# Documento:
La fuga dall’obbligazionario

I numeri parlano chiaro: nel 2018, in Italia, sono stati disinvestiti fondi obbligazionari per oltre 25 miliardi di euro. Una vera e propria fuga dall’obbligazionario. Una fuga che sa di enorme paura, di “ritirata”, ma anche di ignoranza, di incompetenza. Una fuga che dimostra quanto lavoro ancora c’è da fare in Italia in termini di educazione finanziaria dei risparmiatori ma anche e soprattutto degli addetti ai lavori.

E’ corretto uscire dai fondi obbligazionari quando i tassi salgono? Ne ho già parlato in un precedente post, clicca qui se vuoi approfondire.

Questi numeri ci dicono che non è per niente chiaro cosa vuol dire investire in strumenti obbligazionari, figuriamoci se l’investimento avviene in maniera indiretta mediante fondi comuni di investimento o Sicav. Per di più questi rimborsi generalizzati non sono stati per niente indolore. Le perdite portate a casa dai risparmiatori sono state ingenti.

fonte: www.assogestioni.it

Nella tabella, consultabile sul sito di Assogestioni (clicca qui per consultare l’analisi completa), vediamo come nel solo IV trimestre del 2018, sono stati rimborsati complessivamente circa 11 miliardi di euro, di cui 5,5 miliardi fuoriescono dal mondo obbligazionario e circa 5 miliardi dai fondi flessibili. E poiché non si vedono incrementi contestuali significativi in altre tipologie di fondi aperti, fatta eccezione per 2,6 miliardi di entrate nei fondi monetari (che non possono generare rendimento in questo contesto di tassi a breve molto bassi), è lecito pensare che il grosso di tali somme siano andate ad adagiarsi sui conti correnti dei risparmiatori.

# Compito 1:
Riporta parola per parola tutte le righe delle voci qui sotto, senza includere le immagini.

# Voci da elaborare:

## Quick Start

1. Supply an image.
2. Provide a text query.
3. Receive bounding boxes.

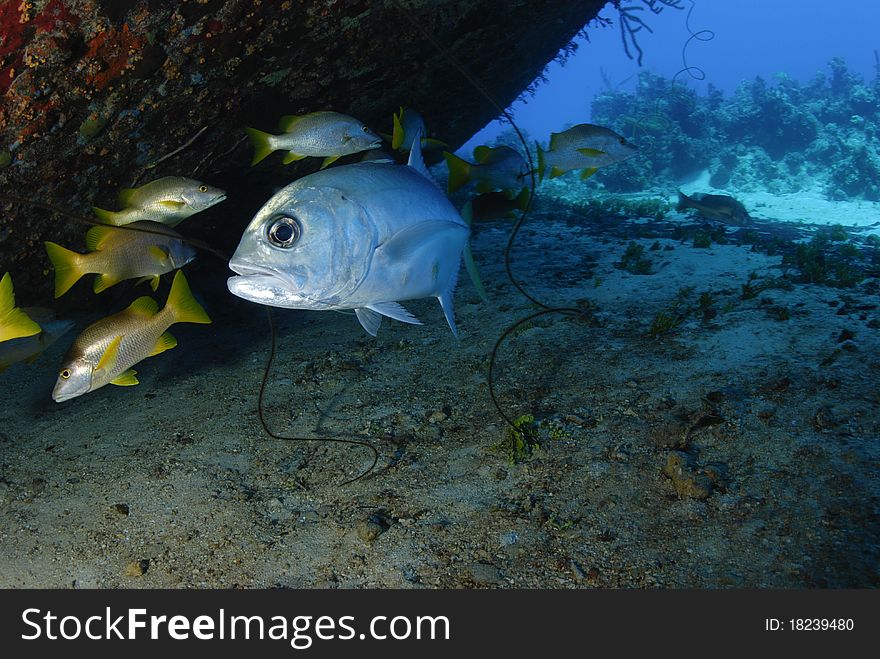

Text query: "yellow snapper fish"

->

# Compito 2:
Riprendi il testo sulla fuga dall'obbligazionario e proseguilo dopo la sua ultima frase.

# Risposta 1:
## Quick Start

1. Supply an image.
2. Provide a text query.
3. Receive bounding boxes.


Text query: "yellow snapper fish"

->

# Risposta 2:
Qualcosa non quadra

Ma perché quando i risparmiatori italiani erano soliti acquistare obbligazioni governative (BTP) e obbligazioni bancarie, erano bravi a mantenerle fino a scadenza, mentre adesso assistiamo a questo “sciacquone” obbligazionario? Io ovviamente non me la prendo con gli ignari risparmiatori, ai quali è stato inferto questo ennesimo duro colpo, ma me la prendo con gli addetti ai lavori, perché qualcosa non quadra. Non mi aspetto dagli investitori italiani una accurata preparazione sulle caratteristiche di un fondo obbligazionario, ma credo sia lecito attendersela dai gestori e consulenti finanziari. Provo a fare con voi un ragionamento.

Un fondo obbligazionario non è una obbligazione

Tra un singolo titolo obbligazionario e un contenitore pieno di titoli obbligazionari c’è una bella differenza (vuoi sapere cosa sono le obbligazioni e come funzionano? clicca qui , te lo spiego volentieri). Il fondo obbligazionario si comporta in maniera significativamente diversa da quella cui è abituato chi ha sempre e soltanto acquistato titoli di Stato o obbligazioni bancarie.

Il fondo ad accumulazione

Tutte le cedole staccate dalle obbligazioni in essere all’interno del fondo rimangono all’interno del fondo stesso, che le adopera per acquistare nuovi strumenti obbligazionari. Quindi un risparmiatore abituato a ricevere le cedole periodiche da un’obbligazione, sottoscrivendo un fondo obbligazionario ad accumulazione, non vedrà più questi accrediti periodici.

Di contro presenta due enormi vantaggi: il primo di natura fiscale, in quanto non pagherai la tassazione sul capital gain se non al momento del rimborso (mentre le cedole delle obbligazioni sono tassate immediatamente). Il secondo legato al rendimento, in quanto le cedole non distribuite, rimanendo all’interno del fondo, diventeranno capitale che genererà ulteriori rendimenti.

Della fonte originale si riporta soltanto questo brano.